GIVEN EXERCISE: Copy every entry word for word. Skip the pictures.

━━━ ENTRIES SUPPLIED ━━━

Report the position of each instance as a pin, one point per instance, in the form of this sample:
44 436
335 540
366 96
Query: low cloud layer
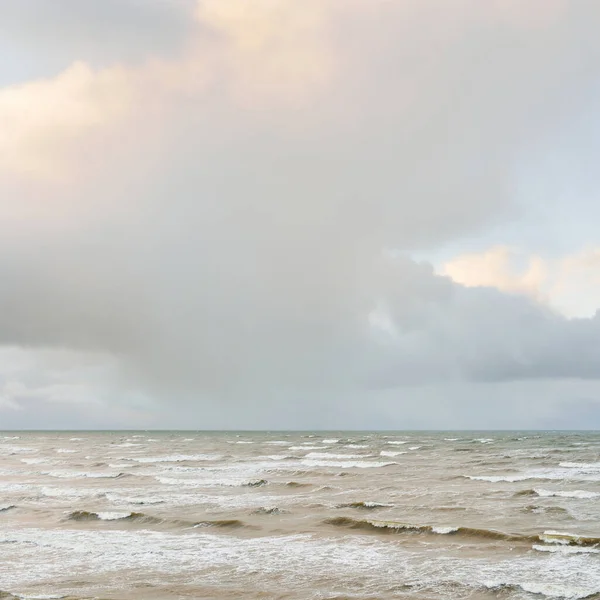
229 221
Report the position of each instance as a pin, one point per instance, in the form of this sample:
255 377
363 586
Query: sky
328 214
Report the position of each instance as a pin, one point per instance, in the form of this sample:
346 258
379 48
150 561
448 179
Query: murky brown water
300 515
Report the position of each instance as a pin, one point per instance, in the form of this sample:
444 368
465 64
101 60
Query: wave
579 494
566 549
257 483
133 500
328 455
575 472
365 505
268 510
572 465
84 515
82 475
357 464
554 538
568 539
224 523
280 457
395 527
174 458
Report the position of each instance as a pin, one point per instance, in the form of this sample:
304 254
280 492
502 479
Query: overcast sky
281 214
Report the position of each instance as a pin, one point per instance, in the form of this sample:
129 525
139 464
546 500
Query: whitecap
358 464
444 530
581 494
173 458
566 549
334 456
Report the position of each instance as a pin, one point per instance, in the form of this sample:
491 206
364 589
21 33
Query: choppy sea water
123 515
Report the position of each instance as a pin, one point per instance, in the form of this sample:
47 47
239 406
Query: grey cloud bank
224 245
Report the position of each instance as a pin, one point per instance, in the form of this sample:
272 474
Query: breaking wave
365 505
579 494
548 537
355 464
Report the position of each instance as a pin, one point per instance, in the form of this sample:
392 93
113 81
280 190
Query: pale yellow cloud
41 121
275 49
272 54
497 268
569 284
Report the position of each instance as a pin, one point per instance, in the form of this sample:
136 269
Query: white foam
46 555
174 458
334 456
581 466
113 516
581 494
444 530
357 464
566 549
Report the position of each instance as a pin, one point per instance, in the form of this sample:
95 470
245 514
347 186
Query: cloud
569 284
221 221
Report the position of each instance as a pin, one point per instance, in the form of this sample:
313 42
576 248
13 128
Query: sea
300 515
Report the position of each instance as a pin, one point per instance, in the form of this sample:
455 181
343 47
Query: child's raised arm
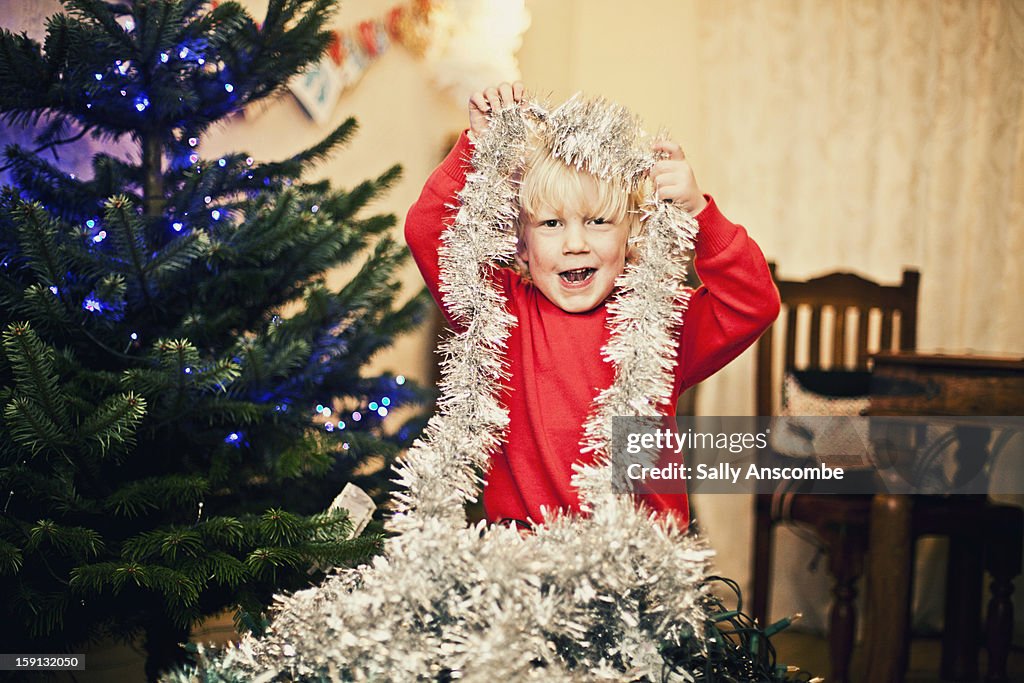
674 180
433 211
483 102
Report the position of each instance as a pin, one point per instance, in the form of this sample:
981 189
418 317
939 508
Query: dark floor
811 653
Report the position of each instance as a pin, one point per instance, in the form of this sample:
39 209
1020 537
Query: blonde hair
548 181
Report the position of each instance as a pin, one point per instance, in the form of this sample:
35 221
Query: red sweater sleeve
433 211
736 301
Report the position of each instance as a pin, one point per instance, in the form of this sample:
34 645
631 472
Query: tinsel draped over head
608 595
646 310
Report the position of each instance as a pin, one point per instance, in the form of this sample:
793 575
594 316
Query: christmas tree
169 441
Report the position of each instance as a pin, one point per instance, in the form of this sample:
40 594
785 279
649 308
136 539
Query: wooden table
923 384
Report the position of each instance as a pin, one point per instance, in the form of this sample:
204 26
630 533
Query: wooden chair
982 535
833 323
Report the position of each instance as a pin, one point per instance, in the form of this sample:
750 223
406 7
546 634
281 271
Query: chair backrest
834 322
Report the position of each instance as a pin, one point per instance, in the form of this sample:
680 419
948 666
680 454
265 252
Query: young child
573 232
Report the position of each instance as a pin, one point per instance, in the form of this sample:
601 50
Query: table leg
890 559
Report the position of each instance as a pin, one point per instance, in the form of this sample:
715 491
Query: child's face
574 256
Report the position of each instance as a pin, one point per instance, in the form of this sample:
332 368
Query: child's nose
576 238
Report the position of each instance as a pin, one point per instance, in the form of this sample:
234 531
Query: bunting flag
353 50
465 45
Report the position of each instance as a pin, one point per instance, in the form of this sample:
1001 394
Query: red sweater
554 356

━━━

ANSWER IN FULL:
Report the position of each instance as a pin, one point per instance, in the form of this sample:
44 436
335 540
366 96
Query: low cloud layer
229 221
Report the position of each instance as a pin, one point per instance, in the form of this sample:
255 377
363 586
Query: sky
328 214
Report the position of each instance as a pin, one point per instance, in the form of this sample:
346 258
379 48
150 561
448 179
Query: murky brown water
300 515
Report the position of each instance as a pin, one point per instance, in the form of this sample:
444 368
465 64
101 60
Query: wave
579 494
566 549
257 483
133 500
328 455
575 472
365 505
268 510
572 465
84 515
82 475
357 464
554 538
568 539
224 523
280 457
395 527
174 458
Report the position of each instance as a pin, one point per instance, in the form of this sample:
304 254
280 492
502 479
Query: overcast sky
281 214
Report the position of each instance as a pin, one point per instance, in the form of this sample:
129 525
139 464
546 500
Query: whitecap
358 464
444 530
581 494
173 458
566 549
334 456
Report the position of each instance as a pin, one point per instance, in the form of this sample:
491 206
364 589
21 33
Query: choppy sea water
123 515
Report the position of each instance as a pin, one point per instance, in the form of this sample:
47 47
239 406
Query: grey cloud bank
224 245
Report the position of each instance as a pin, one point per instance, in the form of this sample:
272 474
Query: breaking wave
365 505
579 494
548 537
355 464
Report the position of each instance as a pin, one point per instance, in the form of this sample:
392 93
113 81
280 190
Query: pale yellow cloud
41 121
275 49
272 54
497 268
569 284
Report the position of each instance as a pin, one point per instance, in the form of this sample:
136 269
Query: white foam
46 555
174 458
334 456
581 466
113 516
581 494
444 530
357 464
566 549
Report the position of each instance as a pin, one point per instance, in the form of this sample:
95 470
245 514
347 186
Query: cloud
569 284
221 221
Report the position of each instance as a pin, one point per instance, in the form of this sample:
313 42
576 248
13 128
Query: sea
300 515
Report the position of each instance as a pin, one point per instance, in the form of this sample:
455 181
343 47
Query: child's raised arm
674 180
433 211
483 102
Report the position of each instance as a pin, one point per instance, in the form of this sample:
981 189
418 317
939 508
Query: dark floor
811 653
Report the position of each instance as a pin, one point per instance, in the form of this sample:
39 209
1020 537
Query: blonde hair
548 181
Report the position of each instance as a pin, one point per instance, in the form of this sample:
35 221
Query: red sweater sleeve
433 211
736 301
Report the position of each instance as a pin, one point per instance, in the form of this sample:
34 645
631 472
Query: tinsel draped over head
608 595
646 310
Report the position of each instance as a pin, one point per instance, in the form of this sample:
793 575
594 316
Query: christmas tree
169 441
Report the position of each instance as a pin, one point per instance, in the form of this sample:
40 594
785 279
649 308
136 539
Query: wooden table
923 384
Report the position of each instance as a pin, one point per instance, in the form of this sample:
204 26
630 533
Query: wooden chair
982 535
833 323
Report the position of each instance as a pin, one point per instance, in the form of this sample:
750 223
406 7
546 634
281 271
Query: chair backrest
834 322
Report the position of each instance as a pin, one point per instance, in the form of this sample:
680 419
948 666
680 454
265 252
Query: young child
573 232
Report the position of each instance as a pin, one point per instance, in the form of this sample:
601 50
Query: table leg
890 559
Report the position of each instance as a pin, one point per instance, in the form of this sample:
715 491
Query: child's face
574 256
Report the position of each instance as a pin, one point per instance, in the form of this sample:
332 368
Query: child's nose
576 238
Report the position of each instance as a pin, one point per instance, in the form of this sample:
234 531
Query: bunting flag
353 50
465 45
Report the position of each instance as a pin, one point per instance, in the form of this sample:
1001 394
Query: red sweater
554 356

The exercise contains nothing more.